▸ Problem
Render every line of the records below as a numbered list, omitting blank lines.

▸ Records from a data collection
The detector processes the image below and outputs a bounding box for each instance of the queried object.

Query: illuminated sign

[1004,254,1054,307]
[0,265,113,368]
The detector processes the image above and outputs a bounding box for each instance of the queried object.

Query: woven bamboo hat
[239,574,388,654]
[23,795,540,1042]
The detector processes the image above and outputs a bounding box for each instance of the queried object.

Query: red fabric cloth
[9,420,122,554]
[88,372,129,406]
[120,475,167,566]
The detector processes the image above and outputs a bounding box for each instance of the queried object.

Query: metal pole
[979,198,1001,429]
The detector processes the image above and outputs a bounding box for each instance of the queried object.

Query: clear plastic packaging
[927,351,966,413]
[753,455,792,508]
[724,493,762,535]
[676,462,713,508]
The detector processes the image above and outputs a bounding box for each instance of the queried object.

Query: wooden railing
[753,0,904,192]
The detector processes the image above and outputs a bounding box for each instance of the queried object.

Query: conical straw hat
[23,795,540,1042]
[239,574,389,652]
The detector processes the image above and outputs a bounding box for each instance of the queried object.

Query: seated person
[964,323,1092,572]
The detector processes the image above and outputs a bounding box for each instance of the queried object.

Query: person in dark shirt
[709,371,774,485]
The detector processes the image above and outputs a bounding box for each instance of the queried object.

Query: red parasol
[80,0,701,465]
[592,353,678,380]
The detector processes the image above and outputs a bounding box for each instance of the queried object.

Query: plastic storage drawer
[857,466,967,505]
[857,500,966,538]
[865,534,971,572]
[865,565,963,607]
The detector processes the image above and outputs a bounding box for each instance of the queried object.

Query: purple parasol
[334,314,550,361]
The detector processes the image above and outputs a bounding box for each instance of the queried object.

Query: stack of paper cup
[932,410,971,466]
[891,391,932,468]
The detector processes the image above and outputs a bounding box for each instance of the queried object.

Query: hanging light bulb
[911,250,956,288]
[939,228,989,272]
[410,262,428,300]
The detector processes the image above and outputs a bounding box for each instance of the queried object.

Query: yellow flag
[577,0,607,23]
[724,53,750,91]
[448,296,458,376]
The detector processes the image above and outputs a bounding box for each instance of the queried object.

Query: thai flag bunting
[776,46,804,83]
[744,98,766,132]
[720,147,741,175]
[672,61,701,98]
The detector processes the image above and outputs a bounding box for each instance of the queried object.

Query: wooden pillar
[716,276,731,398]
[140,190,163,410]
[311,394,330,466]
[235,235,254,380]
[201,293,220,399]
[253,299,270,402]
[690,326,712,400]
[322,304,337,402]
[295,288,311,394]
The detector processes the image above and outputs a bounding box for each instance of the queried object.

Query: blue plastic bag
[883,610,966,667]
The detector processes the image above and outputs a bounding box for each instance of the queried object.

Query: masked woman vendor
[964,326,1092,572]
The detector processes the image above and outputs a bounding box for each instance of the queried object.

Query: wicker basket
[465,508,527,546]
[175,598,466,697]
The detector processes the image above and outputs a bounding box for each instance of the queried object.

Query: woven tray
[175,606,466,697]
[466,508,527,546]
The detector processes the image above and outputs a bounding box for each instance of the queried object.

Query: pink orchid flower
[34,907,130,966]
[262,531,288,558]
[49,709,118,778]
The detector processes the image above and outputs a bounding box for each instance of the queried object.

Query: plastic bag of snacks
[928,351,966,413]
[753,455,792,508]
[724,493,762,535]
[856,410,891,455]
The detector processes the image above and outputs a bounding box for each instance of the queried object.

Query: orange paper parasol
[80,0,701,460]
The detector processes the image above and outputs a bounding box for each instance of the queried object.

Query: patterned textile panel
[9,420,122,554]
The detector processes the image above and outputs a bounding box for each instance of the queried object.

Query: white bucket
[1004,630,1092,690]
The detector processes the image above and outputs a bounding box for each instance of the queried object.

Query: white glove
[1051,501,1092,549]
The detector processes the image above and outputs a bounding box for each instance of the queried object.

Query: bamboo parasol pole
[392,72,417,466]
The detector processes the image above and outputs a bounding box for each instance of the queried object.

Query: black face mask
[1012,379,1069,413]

▸ Output for this exercise
1. The detector processes the image below and outputs a bounding box for each instance of the queried object.
2. Query: illuminated sign
3. [1004,254,1054,307]
4. [0,265,113,368]
5. The detector processes the image above and outputs a bounding box for each instance of the queried object.
6. Query: woven bamboo hat
7. [239,574,388,654]
8. [23,795,540,1042]
9. The detector processes the image above and outputs a bounding box for each instance of the queried object.
10. Query: red fabric cloth
11. [9,420,122,554]
12. [88,372,129,406]
13. [120,475,167,566]
14. The detector processes the image above and outputs a bounding box for each instance of the queried object.
15. Query: metal pole
16. [979,198,1001,429]
17. The detector processes the image above and outputs a bounding box for each instance of the queried object.
18. Query: clear plastic packaging
19. [927,351,966,413]
20. [753,455,792,508]
21. [724,493,762,535]
22. [676,462,713,508]
23. The detector processes the image above and outputs a bounding box for each instance of the queried object.
24. Query: wooden railing
25. [753,0,904,192]
26. The detector processes the image above and outputs a bounding box for each instance of the queried object.
27. Query: conical straw hat
28. [23,795,540,1042]
29. [239,574,389,652]
30. The detector processes the image above and outputs a bounding box for each instance of the queried object.
31. Query: seated person
32. [964,323,1092,572]
33. The detector processes the image above and outputs a bounding box for each instance of the queried object.
34. Query: person in dark shirt
35. [709,371,774,485]
36. The detector processes the image above and outputs a bounding box for each instance of the queried object.
37. Query: red parasol
38. [80,0,701,465]
39. [592,353,678,380]
40. The detector processes the image above and outputs a bounding box for each instance of the queried object.
41. Query: plastic storage drawer
42. [857,466,967,505]
43. [857,500,966,538]
44. [865,534,971,572]
45. [865,565,963,607]
46. The detector processes the image above and outputs a bounding box for each instance of the queried object.
47. Query: purple parasol
48. [334,314,550,361]
49. The detector processes the image above and outputs a bounding box for each instance of the queried object.
50. Query: stack of paper cup
51. [932,410,971,466]
52. [891,391,932,468]
53. The detector processes the image above and outputs a bounding box for each instance of the queried object.
54. Query: hanging light bulb
55. [911,250,956,288]
56. [939,228,989,272]
57. [410,262,428,300]
58. The detector processes the image above and outputs a bounding box for each instance of the queried object.
59. Query: yellow flag
60. [577,0,607,23]
61. [724,53,750,91]
62. [448,296,458,376]
63. The detector processes the image above and outputs a bounding box for each instance of the queried object.
64. Query: thai flag bunting
65. [776,46,804,83]
66. [744,98,766,132]
67. [720,147,741,175]
68. [672,61,701,98]
69. The detector processes the image above and outputs a bounding box for each instance of the queried object.
70. Query: wooden pillar
71. [716,276,731,398]
72. [140,190,163,410]
73. [311,394,330,466]
74. [235,235,254,380]
75. [201,293,220,399]
76. [253,299,270,402]
77. [690,326,712,400]
78. [322,304,337,402]
79. [295,288,311,394]
80. The detector processes the image above and outputs a bounding box for each instance of the queried object.
81. Query: blue plastic bag
82. [883,610,966,667]
83. The detector processes the image above and outputs a bounding box for each instance of the queried object.
84. Query: masked woman vendor
85. [964,326,1092,572]
86. The detector processes the image above and outputs a bounding box for each instance of the queried object.
87. Query: wicker basket
88. [465,508,527,546]
89. [175,598,466,697]
90. The detector processes the image above and outputs a bounding box for each instance of the queried object.
91. Query: woven tray
92. [175,606,466,697]
93. [466,508,527,546]
94. The detector processes the image above and outputs a bounding box for each instance of the queried object.
95. Query: pink orchid flower
96. [34,907,130,966]
97. [262,531,288,558]
98. [49,709,118,778]
99. The detector processes the image above and outputs a bounding box for each instance of the queried object.
100. Query: plastic bag of snacks
101. [928,351,966,413]
102. [753,455,792,508]
103. [724,493,762,535]
104. [856,410,891,455]
105. The detector processes the image above and outputs a bounding box for each instance of the queried object.
106. Query: orange paper parasol
107. [80,0,701,460]
108. The detector processes the image above and outputs a bounding box for each instance of the queried object.
109. Query: patterned textile panel
110. [9,420,122,554]
111. The detector processes the image above and outputs a bounding box for each instance of the queried object.
112. Query: white bucket
113. [1004,630,1092,690]
114. The detector processes the image above and outputs a bounding box for each instance of the queried object.
115. Query: white glove
116. [1051,501,1092,549]
117. The detector processes the image above and outputs a bounding box for each instance of the queried object.
118. Query: bamboo parasol pole
119. [392,72,417,466]
120. The detector processes the image above and outputs a bounding box for each instance of the queried object.
121. Query: black face mask
122. [1012,379,1069,413]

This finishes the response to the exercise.